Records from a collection
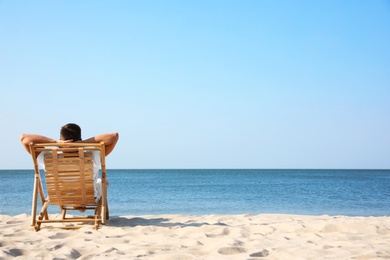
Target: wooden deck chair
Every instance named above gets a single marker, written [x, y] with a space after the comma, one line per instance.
[69, 178]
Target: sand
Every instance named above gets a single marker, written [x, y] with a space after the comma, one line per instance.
[264, 236]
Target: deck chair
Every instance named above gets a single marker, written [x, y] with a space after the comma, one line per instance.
[69, 182]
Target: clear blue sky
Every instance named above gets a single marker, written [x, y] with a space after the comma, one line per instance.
[201, 84]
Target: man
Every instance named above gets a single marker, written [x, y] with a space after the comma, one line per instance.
[72, 133]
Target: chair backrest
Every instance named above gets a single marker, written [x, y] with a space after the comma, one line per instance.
[69, 178]
[69, 172]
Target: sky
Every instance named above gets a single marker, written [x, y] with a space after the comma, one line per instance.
[255, 84]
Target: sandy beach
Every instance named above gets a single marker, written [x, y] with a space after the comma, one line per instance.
[201, 237]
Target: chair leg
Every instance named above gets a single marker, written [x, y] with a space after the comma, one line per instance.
[34, 201]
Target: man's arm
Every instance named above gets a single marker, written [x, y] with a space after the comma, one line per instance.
[26, 139]
[109, 140]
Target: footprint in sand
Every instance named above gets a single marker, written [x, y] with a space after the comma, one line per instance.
[231, 250]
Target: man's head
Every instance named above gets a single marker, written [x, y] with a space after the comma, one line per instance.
[70, 132]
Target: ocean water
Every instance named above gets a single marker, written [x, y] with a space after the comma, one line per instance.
[198, 192]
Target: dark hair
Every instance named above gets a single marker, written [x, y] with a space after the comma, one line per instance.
[71, 132]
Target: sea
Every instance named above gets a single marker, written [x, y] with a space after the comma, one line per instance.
[224, 191]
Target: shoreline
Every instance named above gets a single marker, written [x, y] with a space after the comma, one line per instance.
[173, 236]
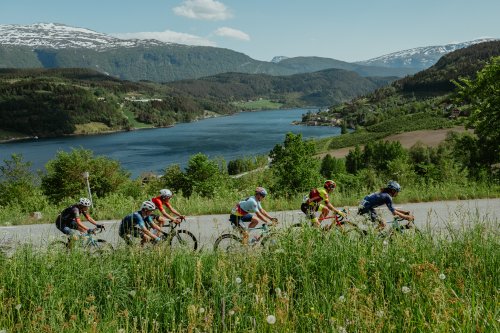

- INSTRUCTIONS TO FOLLOW:
Copy out everything from the line containing "Target: man's head" down to the end of the records, character for character, omitting the pictures.

- CORRECT RESULT:
Target: man's head
Every instance named above gets a single marker, written [x, y] with a space after the comma, one line per instance.
[70, 132]
Target: ocean water
Every instance named above gets a single marker, written [x, y] with a space after the comma, one line per instance.
[198, 192]
Target: dark hair
Every instance named above gets a single marker, written [x, y] with a space after the comma, one line per instance.
[71, 132]
Target: sea
Every instance named above gets a single marker, written [x, y] with a space after the comma, one line per instance.
[224, 191]
Target: shoreline
Every instance named above gets a single marker, written [x, y] with a space after the comma, one line per instance.
[173, 236]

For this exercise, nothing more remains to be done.